Set task: Retype each line of the material exactly, please, skipping any picture in it.

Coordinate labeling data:
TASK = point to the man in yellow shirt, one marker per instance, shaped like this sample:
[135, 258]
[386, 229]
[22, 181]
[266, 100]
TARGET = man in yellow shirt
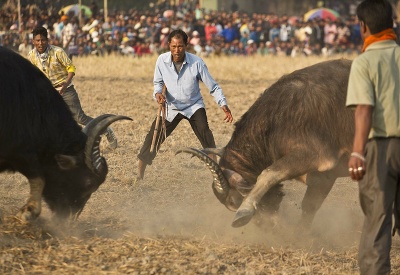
[58, 67]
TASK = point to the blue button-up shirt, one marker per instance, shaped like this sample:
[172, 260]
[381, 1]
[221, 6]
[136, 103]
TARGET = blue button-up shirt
[183, 90]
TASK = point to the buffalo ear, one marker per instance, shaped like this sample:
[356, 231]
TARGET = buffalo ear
[66, 162]
[237, 181]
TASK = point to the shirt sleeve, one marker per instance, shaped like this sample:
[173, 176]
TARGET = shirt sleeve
[212, 85]
[66, 62]
[158, 80]
[360, 90]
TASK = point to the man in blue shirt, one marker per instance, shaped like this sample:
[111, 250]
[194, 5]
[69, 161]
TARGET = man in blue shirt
[181, 72]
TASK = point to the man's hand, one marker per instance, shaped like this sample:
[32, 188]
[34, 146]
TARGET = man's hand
[160, 98]
[356, 167]
[63, 88]
[228, 114]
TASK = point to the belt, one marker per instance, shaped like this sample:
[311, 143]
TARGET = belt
[60, 85]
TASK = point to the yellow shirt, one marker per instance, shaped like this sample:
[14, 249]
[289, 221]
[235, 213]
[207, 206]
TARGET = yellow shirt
[375, 80]
[55, 65]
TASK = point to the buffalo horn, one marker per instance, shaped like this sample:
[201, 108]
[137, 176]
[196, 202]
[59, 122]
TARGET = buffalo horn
[216, 151]
[93, 130]
[220, 184]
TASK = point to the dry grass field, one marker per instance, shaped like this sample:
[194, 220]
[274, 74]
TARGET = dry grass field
[171, 223]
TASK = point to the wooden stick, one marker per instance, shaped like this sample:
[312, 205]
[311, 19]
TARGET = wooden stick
[161, 107]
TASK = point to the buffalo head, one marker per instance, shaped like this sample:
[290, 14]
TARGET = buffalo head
[70, 180]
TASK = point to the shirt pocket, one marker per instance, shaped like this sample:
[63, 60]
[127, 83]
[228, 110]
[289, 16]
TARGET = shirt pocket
[189, 84]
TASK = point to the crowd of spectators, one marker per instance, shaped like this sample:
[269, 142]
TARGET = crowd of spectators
[211, 33]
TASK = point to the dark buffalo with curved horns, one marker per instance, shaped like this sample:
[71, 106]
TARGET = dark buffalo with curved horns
[40, 139]
[299, 128]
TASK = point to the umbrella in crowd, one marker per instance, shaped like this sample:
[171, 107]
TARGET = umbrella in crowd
[323, 13]
[75, 10]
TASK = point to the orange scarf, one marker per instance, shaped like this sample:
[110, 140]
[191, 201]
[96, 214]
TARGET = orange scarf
[387, 34]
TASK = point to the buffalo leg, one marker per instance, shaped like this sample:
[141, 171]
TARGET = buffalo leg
[318, 187]
[33, 207]
[319, 184]
[283, 169]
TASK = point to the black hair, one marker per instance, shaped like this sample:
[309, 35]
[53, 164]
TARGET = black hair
[376, 14]
[40, 30]
[178, 34]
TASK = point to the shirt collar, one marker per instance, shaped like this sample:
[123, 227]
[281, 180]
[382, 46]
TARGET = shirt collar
[168, 58]
[381, 45]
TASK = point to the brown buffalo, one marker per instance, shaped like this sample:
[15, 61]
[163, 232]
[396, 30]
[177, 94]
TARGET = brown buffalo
[299, 128]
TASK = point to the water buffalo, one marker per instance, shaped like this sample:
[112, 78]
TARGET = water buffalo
[40, 139]
[299, 128]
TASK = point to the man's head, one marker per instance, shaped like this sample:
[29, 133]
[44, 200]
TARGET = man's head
[40, 40]
[377, 15]
[64, 19]
[177, 41]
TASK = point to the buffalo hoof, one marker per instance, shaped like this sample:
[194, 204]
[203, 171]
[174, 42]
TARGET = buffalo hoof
[243, 217]
[27, 213]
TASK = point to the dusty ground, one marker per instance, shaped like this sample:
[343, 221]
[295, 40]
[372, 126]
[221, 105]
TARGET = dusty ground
[171, 222]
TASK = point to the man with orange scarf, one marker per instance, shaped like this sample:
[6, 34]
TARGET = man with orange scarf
[374, 92]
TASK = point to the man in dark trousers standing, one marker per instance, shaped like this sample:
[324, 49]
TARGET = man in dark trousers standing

Answer to the task:
TASK = point to the man in yellow shirt, one marker per instance, shaped like this sample:
[135, 258]
[386, 229]
[22, 181]
[266, 100]
TARGET = man in yellow shirt
[58, 67]
TASK = point to the blue button-up shirt, one marker per instance, shaped like this sample:
[172, 260]
[381, 1]
[221, 6]
[136, 103]
TARGET = blue button-up shirt
[183, 90]
TASK = point to the buffalo ear, one marker per instance, shaped like this sample:
[356, 231]
TARGET = buffalo ear
[66, 162]
[237, 181]
TASK = point to the shirt sleeve, one marker per instance, shaped like this sample:
[173, 176]
TARGET = shirt sleeve
[212, 85]
[66, 62]
[158, 80]
[360, 90]
TASK = point to the man in blue shirt, one marker per instance, shaped like this sample:
[111, 250]
[194, 5]
[69, 161]
TARGET = man in blue shirt
[181, 72]
TASK = point to the man's hand, one marker per instance, shaped like this sample:
[32, 188]
[34, 146]
TARGET = man's hand
[160, 98]
[356, 167]
[63, 88]
[228, 114]
TASK = point to the belt, one marker per instance, shaped like this sample:
[311, 143]
TARGET = belt
[60, 85]
TASK = point to the yellow shirt, one marker per instance, shaped like this sample:
[14, 249]
[289, 221]
[235, 213]
[207, 206]
TARGET = yellow shirt
[375, 80]
[55, 65]
TASK = point to the buffalo horn, one marker per instance, shaped like this sample:
[201, 108]
[137, 176]
[196, 202]
[59, 122]
TARGET = buffalo horn
[216, 151]
[93, 130]
[220, 184]
TASK = point to the dry grass field, one marker per instance, shaped like this sample:
[194, 220]
[274, 74]
TARGET = dry grass field
[171, 223]
TASK = point to the wooden stick, one marker per instance, shaped like this sample:
[312, 205]
[311, 19]
TARGET = wooden stick
[161, 107]
TASK = point to the buffalo head, one marker per instance, shaped like this sample:
[290, 14]
TARGET = buffalo head
[70, 180]
TASK = point to the shirt pocket, one marker per instance, shaped like this sample:
[63, 60]
[127, 83]
[228, 110]
[289, 16]
TARGET = shirt pocket
[189, 84]
TASK = point to the crowd of spectators, one marker per instance, shaped like this sample:
[269, 142]
TARGET = crowd of spectators
[211, 33]
TASK = point to the dark buffalo with curved horns, one marker per instance, shaped like this sample:
[71, 106]
TARGET = dark buffalo with curved horns
[40, 139]
[299, 128]
TASK = point to the umbrella in crowd, one marker per instance, shaped like this sample:
[171, 107]
TARGET = umbrella in crowd
[323, 13]
[75, 10]
TASK = point to the orange scarf, one marker per instance, shaped like this sample:
[110, 140]
[191, 201]
[96, 214]
TARGET = orange scarf
[387, 34]
TASK = point to the buffalo leg, one marker per instance, shaped like this sample:
[141, 171]
TARGET = buffalo leg
[318, 187]
[33, 207]
[319, 184]
[283, 169]
TASK = point to the black hair, one marker per instance, shaped like this sample:
[309, 35]
[53, 164]
TARGET = black hair
[376, 14]
[40, 30]
[178, 34]
TASK = point to the shirt collar, one marker per instance, shaped like this sample:
[123, 227]
[281, 180]
[382, 46]
TARGET = shirt collar
[168, 58]
[381, 45]
TASK = point to the brown buffalo, one marker per instance, shaped like this sample:
[15, 61]
[163, 232]
[396, 30]
[177, 94]
TARGET = brown buffalo
[299, 128]
TASK = point to the water buffalo, one marker per instance, shaped like this sample:
[112, 78]
TARGET = water buffalo
[40, 139]
[299, 128]
TASK = point to the man's head, one marker per instance, shaped like this sample:
[29, 133]
[44, 200]
TARGET = man's head
[40, 40]
[377, 15]
[64, 19]
[177, 41]
TASK = point to the buffalo hoof, one marker per instance, shaped like this sample:
[194, 204]
[203, 171]
[174, 42]
TARGET = buffalo hoof
[243, 217]
[27, 213]
TASK = point to the dusty ground, one marker per instance, shaped like this sample:
[343, 221]
[295, 40]
[372, 126]
[221, 105]
TARGET = dusty ground
[171, 222]
TASK = point to the man with orange scarf, one marker per instance, shaped like this sample:
[6, 34]
TARGET = man with orange scarf
[374, 92]
TASK = point to the man in dark trousers standing, one marker per instance, shaped like this sample:
[324, 49]
TARGET = man in dark trousers standing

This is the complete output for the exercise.